Objective:
Gather every line of the records below that contains the word "hand", and copy each of those lines in full.

Data provided:
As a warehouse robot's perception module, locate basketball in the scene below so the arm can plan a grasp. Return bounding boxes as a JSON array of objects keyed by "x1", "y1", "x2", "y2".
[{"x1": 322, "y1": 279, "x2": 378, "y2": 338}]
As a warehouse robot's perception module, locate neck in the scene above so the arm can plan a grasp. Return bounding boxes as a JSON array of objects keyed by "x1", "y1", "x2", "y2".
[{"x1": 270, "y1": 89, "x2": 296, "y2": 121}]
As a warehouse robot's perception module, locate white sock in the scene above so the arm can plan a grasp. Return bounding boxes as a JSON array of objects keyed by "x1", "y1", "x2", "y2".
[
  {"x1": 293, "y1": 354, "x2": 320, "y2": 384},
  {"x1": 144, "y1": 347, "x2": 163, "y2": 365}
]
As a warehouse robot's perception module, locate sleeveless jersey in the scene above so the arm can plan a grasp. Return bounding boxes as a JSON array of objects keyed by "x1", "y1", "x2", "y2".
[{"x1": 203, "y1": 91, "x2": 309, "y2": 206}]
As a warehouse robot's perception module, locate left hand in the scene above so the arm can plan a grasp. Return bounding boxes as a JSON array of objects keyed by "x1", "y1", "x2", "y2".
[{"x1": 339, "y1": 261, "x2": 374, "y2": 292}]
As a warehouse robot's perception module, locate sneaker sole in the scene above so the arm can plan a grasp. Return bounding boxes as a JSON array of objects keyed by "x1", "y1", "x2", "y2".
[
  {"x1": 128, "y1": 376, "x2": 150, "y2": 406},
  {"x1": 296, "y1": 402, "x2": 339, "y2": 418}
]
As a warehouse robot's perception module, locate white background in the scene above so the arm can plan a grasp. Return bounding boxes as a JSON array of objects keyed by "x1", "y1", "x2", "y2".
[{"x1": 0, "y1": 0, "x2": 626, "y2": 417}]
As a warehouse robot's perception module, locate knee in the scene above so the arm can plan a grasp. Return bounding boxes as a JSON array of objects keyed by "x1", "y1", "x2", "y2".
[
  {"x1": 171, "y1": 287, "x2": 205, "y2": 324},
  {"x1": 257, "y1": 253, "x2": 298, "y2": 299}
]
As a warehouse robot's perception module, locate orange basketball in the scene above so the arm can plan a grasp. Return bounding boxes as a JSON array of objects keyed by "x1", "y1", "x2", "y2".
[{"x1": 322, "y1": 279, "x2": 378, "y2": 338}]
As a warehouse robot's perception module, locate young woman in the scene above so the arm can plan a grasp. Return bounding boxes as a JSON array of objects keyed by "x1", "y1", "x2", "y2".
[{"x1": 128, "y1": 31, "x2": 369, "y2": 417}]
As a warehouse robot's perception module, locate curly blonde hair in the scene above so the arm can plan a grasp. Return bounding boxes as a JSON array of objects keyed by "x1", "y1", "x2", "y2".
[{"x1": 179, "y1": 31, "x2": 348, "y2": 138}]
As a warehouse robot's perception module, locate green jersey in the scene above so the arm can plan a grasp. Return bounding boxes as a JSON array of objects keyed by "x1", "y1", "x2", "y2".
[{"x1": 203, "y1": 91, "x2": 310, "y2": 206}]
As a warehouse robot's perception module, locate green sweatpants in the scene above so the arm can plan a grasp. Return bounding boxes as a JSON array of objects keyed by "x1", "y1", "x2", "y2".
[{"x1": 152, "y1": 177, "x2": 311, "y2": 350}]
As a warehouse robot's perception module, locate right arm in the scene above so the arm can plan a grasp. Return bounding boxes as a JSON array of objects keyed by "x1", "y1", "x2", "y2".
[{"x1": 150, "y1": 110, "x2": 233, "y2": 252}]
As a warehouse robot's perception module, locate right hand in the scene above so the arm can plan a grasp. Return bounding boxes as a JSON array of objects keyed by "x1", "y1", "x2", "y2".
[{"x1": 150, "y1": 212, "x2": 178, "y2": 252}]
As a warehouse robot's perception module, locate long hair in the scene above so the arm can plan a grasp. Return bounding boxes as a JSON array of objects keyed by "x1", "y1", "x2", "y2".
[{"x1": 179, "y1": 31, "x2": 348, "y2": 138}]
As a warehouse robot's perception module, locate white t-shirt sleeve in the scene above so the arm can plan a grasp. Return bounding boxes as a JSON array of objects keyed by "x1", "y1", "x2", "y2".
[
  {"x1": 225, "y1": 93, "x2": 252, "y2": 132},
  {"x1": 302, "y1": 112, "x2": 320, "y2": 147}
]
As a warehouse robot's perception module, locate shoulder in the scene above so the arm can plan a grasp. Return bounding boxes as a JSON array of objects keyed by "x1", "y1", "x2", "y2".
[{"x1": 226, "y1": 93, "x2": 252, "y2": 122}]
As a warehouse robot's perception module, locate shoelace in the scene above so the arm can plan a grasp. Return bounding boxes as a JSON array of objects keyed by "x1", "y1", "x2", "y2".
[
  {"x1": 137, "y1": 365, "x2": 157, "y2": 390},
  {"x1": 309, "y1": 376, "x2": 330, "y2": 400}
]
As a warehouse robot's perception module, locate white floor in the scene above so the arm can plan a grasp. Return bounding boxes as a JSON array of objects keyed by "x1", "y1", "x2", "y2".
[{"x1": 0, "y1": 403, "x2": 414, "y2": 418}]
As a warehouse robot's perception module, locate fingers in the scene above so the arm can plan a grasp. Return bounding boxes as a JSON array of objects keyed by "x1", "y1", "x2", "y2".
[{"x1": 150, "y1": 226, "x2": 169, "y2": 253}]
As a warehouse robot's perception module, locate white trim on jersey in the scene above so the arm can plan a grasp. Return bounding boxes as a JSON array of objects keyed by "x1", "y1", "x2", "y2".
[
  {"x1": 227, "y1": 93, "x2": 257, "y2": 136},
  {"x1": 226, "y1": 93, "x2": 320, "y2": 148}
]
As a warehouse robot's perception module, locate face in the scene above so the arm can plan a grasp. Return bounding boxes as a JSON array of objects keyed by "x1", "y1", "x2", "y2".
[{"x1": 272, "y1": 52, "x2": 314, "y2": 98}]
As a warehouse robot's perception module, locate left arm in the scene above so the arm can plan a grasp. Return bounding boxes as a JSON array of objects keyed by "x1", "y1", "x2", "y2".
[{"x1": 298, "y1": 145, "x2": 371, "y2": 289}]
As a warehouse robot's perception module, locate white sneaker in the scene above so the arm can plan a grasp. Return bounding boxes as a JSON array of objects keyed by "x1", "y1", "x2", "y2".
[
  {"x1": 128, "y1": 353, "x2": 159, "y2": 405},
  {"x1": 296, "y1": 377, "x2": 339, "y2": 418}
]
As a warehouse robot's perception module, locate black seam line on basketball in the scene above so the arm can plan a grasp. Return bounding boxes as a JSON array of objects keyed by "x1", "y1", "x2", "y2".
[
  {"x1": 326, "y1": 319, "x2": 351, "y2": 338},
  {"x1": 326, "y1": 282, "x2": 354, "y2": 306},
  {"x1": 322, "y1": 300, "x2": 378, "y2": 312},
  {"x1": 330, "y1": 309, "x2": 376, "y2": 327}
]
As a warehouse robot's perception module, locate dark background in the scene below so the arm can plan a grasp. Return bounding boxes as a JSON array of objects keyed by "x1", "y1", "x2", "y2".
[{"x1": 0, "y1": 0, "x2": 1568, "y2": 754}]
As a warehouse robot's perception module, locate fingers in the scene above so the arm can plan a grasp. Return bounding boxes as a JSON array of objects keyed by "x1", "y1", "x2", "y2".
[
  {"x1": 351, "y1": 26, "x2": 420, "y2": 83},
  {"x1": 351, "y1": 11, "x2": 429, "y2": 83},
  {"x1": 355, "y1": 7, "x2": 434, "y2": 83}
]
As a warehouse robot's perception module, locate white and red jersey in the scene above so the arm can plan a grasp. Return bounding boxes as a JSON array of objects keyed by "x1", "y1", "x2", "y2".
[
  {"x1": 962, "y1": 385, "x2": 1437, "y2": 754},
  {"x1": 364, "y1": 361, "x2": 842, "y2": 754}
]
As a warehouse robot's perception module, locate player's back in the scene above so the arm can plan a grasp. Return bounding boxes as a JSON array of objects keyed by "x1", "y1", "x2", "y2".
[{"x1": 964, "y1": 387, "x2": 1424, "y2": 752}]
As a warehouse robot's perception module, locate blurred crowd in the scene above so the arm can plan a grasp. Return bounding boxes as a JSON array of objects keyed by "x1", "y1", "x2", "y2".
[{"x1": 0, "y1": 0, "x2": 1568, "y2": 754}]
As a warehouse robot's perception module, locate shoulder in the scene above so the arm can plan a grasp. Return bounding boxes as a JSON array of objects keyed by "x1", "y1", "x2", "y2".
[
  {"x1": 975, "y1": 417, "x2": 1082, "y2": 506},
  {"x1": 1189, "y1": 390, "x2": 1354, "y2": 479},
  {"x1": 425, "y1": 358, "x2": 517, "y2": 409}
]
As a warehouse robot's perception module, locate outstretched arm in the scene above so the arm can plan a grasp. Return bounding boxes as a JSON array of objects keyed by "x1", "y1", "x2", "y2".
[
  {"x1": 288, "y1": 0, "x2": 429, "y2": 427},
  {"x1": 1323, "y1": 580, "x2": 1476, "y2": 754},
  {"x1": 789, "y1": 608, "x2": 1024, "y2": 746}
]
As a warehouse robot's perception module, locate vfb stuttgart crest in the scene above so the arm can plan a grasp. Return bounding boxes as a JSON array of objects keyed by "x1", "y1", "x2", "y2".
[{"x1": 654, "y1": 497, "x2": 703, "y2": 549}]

The response:
As a warehouse robot's perception module, locate left hand in the scene above so the arm can plan a grasp. Return bounding boxes as a JSON array of objects keyed by "x1", "y1", "x2", "y2".
As a warehouse robot's perception module, locate right hand in the scene above so the arm can plan a grasp. Return bounding boxes as a JSON array of objects keyed by "x1", "y1", "x2", "y2".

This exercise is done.